Recorded data
★ ★ ★ ★

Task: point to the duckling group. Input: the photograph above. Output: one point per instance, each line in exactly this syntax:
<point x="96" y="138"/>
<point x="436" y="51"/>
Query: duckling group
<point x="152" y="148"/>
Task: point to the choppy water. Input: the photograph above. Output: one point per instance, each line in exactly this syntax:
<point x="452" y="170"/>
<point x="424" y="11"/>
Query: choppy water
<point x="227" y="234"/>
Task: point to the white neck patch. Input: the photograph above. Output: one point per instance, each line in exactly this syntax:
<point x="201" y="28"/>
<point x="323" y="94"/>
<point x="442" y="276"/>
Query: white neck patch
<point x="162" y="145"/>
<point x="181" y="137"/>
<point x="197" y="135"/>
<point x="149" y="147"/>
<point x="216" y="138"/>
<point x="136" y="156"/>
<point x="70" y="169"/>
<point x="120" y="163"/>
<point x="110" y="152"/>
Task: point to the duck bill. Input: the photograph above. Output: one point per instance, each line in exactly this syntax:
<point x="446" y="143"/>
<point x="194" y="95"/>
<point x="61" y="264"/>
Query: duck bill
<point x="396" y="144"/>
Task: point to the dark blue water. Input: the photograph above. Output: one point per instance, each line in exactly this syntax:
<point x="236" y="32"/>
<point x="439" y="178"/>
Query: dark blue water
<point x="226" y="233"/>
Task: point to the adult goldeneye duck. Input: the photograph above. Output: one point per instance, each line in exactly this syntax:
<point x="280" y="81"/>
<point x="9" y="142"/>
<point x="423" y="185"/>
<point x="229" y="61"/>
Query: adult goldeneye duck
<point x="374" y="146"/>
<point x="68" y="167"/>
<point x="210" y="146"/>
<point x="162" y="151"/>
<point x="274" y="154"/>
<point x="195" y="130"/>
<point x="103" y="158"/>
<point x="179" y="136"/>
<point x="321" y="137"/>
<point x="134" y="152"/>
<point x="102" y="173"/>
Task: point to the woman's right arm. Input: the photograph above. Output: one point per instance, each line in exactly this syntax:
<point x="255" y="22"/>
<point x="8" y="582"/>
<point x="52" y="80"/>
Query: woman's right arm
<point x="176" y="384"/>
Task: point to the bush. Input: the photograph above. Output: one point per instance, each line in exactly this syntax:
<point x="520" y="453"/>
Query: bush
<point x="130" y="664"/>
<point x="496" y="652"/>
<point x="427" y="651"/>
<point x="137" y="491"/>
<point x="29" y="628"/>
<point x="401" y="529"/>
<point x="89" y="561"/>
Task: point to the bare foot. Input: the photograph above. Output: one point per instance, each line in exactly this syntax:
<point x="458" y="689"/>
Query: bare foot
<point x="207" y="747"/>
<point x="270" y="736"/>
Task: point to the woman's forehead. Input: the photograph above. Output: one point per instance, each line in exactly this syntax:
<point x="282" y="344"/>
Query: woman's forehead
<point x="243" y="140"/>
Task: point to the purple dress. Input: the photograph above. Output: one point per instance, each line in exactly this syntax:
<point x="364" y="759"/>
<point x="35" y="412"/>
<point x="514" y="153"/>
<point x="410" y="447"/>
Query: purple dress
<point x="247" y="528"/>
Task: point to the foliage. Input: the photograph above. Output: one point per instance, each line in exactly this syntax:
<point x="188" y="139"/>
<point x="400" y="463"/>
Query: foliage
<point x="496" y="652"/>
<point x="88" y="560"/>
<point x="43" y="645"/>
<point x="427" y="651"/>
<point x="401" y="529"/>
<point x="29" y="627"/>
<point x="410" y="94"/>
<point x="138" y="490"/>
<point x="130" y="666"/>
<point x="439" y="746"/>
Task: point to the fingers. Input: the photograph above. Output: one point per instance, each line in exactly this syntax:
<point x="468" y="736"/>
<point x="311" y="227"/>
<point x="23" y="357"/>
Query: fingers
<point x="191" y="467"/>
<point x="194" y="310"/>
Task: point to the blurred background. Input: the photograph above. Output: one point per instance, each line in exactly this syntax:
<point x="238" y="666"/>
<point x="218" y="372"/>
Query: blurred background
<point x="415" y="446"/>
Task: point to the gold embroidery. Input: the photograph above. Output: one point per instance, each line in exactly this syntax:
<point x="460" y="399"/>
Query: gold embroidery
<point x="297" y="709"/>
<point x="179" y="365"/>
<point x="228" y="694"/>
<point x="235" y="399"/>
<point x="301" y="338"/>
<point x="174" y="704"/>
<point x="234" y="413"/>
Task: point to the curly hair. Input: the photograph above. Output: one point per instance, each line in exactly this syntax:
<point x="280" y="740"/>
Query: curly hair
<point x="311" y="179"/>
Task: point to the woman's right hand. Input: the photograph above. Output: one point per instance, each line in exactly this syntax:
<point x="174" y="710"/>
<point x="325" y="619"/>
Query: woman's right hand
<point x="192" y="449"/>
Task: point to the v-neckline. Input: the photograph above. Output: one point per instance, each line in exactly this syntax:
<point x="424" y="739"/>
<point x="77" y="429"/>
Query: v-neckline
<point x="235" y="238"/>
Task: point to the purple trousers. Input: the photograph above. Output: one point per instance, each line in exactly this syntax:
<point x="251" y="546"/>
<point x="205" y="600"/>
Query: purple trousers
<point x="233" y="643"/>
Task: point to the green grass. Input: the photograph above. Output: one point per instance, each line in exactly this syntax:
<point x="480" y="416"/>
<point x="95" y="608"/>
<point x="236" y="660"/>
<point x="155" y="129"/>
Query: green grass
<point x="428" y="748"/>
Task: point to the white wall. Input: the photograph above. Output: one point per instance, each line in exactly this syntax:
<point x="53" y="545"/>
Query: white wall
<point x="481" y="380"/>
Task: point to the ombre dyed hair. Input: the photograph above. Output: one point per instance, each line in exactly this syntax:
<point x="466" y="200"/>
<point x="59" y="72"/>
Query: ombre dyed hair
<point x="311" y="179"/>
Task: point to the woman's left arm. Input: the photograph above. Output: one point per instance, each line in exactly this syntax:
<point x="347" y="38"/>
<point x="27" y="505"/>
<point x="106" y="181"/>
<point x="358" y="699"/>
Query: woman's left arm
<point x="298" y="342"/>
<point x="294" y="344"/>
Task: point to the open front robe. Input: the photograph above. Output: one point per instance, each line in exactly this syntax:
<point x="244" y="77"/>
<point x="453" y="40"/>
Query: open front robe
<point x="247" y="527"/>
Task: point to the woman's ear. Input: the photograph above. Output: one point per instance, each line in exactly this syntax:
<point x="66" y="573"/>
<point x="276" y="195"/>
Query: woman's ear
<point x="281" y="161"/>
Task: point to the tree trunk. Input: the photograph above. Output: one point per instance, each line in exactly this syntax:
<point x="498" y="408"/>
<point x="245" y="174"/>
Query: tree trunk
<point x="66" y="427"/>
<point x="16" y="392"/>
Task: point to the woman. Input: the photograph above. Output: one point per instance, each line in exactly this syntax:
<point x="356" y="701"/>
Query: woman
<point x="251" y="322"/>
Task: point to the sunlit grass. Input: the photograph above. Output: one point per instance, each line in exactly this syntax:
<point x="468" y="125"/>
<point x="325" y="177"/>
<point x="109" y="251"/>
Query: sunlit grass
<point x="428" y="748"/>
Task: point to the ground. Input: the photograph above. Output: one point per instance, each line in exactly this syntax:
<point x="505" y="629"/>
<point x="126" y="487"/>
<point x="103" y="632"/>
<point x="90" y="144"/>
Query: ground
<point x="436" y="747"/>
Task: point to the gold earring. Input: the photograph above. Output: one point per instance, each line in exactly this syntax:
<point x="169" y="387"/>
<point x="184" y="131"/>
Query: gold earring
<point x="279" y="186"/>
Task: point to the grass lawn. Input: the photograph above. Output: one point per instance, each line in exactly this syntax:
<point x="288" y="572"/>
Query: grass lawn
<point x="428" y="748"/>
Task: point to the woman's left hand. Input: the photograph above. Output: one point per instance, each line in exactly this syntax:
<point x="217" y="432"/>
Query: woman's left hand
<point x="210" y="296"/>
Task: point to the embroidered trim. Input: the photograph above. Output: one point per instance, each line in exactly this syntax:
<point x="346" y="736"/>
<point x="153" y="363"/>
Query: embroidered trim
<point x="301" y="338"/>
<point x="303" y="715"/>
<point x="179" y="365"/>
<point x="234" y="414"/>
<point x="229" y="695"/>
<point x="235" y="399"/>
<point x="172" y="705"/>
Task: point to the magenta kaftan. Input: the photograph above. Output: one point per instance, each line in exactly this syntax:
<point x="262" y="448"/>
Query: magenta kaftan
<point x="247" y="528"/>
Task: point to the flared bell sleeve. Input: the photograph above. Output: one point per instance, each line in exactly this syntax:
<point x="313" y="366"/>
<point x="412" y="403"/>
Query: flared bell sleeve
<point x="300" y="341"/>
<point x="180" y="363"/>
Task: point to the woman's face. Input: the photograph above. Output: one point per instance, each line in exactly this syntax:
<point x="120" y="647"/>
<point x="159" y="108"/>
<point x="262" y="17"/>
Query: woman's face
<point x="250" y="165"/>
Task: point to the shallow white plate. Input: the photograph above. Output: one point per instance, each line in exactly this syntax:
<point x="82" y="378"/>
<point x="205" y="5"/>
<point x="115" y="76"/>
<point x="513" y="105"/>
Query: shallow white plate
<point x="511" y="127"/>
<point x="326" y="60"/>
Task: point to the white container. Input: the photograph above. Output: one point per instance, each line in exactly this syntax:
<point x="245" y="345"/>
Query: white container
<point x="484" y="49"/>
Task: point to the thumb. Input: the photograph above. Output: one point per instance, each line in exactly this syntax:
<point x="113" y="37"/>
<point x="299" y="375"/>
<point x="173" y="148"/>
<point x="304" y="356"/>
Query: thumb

★ ★ ★ ★

_EXERCISE DESCRIPTION_. Rewrite the lines of the records as a numbered list, leaving out any blank lines, starting with the line that contains "Task: point to the embroidered" and going on through the end of the records.

_WRITTEN SOLUTION_.
1. Task: point to the embroidered trim. Input: the photograph above. Output: one point per instance, each line in exactly this syntax:
2. <point x="346" y="736"/>
3. <point x="153" y="363"/>
4. Query: embroidered trim
5. <point x="301" y="338"/>
6. <point x="303" y="715"/>
7. <point x="179" y="365"/>
8. <point x="234" y="414"/>
9. <point x="229" y="695"/>
10. <point x="235" y="399"/>
11. <point x="172" y="705"/>
12. Task: point to the magenta kaftan. Input: the photograph above. Output: one point per instance, each line in exactly this syntax:
13. <point x="262" y="448"/>
14. Query: magenta kaftan
15. <point x="247" y="528"/>
16. Task: point to the flared bell sleeve. Input: the photograph above. Output: one point per instance, each line in exactly this syntax:
17. <point x="313" y="366"/>
18. <point x="412" y="403"/>
19. Query: flared bell sleeve
20. <point x="300" y="341"/>
21. <point x="180" y="363"/>
22. Task: point to the woman's face. Input: the photograph above. Output: one point per instance, each line in exactly this syntax:
23. <point x="120" y="647"/>
24. <point x="159" y="108"/>
25. <point x="262" y="17"/>
26. Query: woman's face
27. <point x="250" y="165"/>
28. Task: point to the shallow white plate. Input: the photograph above. Output: one point per instance, each line in exactly this syntax:
29. <point x="82" y="378"/>
30. <point x="205" y="5"/>
31. <point x="115" y="76"/>
32. <point x="513" y="105"/>
33. Query: shallow white plate
34. <point x="511" y="127"/>
35. <point x="326" y="60"/>
36. Task: point to the white container. Input: the photograph above. Output: one point per instance, each line in exactly this syntax:
37. <point x="245" y="345"/>
38. Query: white container
39. <point x="484" y="49"/>
40. Task: point to the thumb. Input: the photograph above. Output: one point per instance, each line in exactly this syntax:
41. <point x="113" y="37"/>
42. <point x="299" y="375"/>
43. <point x="173" y="148"/>
44. <point x="304" y="356"/>
45. Query: thumb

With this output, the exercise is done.